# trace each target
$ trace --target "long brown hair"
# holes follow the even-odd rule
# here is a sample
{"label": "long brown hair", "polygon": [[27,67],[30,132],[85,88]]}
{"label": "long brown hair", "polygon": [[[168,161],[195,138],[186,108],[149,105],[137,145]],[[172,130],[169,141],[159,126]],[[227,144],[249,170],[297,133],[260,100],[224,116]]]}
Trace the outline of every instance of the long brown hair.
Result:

==

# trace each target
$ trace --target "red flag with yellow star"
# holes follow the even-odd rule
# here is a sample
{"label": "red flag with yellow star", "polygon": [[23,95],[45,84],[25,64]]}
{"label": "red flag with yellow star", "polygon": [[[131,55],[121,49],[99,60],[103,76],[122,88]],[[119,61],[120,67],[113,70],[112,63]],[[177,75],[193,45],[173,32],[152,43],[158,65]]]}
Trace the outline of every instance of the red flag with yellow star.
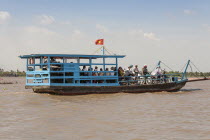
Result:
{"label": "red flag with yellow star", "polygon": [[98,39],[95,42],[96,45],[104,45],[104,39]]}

---

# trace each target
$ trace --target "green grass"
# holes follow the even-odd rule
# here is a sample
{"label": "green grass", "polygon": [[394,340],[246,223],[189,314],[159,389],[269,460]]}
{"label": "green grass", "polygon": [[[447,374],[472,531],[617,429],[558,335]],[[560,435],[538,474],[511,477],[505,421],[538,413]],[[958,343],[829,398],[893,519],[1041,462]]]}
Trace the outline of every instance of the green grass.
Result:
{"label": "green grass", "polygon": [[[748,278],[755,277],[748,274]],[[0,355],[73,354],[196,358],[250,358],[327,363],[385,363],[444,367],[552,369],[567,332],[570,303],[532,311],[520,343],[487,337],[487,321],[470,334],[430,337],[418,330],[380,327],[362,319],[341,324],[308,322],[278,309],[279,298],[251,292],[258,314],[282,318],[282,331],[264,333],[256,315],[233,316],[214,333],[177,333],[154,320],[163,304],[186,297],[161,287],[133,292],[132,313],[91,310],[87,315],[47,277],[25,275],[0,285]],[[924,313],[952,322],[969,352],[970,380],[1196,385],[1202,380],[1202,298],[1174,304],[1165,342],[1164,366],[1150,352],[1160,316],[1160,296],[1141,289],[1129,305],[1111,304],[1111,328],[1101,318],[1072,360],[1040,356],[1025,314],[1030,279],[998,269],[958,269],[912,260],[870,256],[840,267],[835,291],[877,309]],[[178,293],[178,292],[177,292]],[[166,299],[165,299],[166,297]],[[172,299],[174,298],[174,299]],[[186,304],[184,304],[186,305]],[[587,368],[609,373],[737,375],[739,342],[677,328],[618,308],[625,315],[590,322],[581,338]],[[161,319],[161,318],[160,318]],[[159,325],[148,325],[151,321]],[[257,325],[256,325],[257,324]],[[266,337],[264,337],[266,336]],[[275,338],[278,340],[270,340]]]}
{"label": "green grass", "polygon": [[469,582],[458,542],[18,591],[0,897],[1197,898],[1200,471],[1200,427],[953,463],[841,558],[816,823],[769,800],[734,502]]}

# Exercise task
How many lines of the listing above contain the string "flag"? Reply with the number alone.

# Result of this exercise
5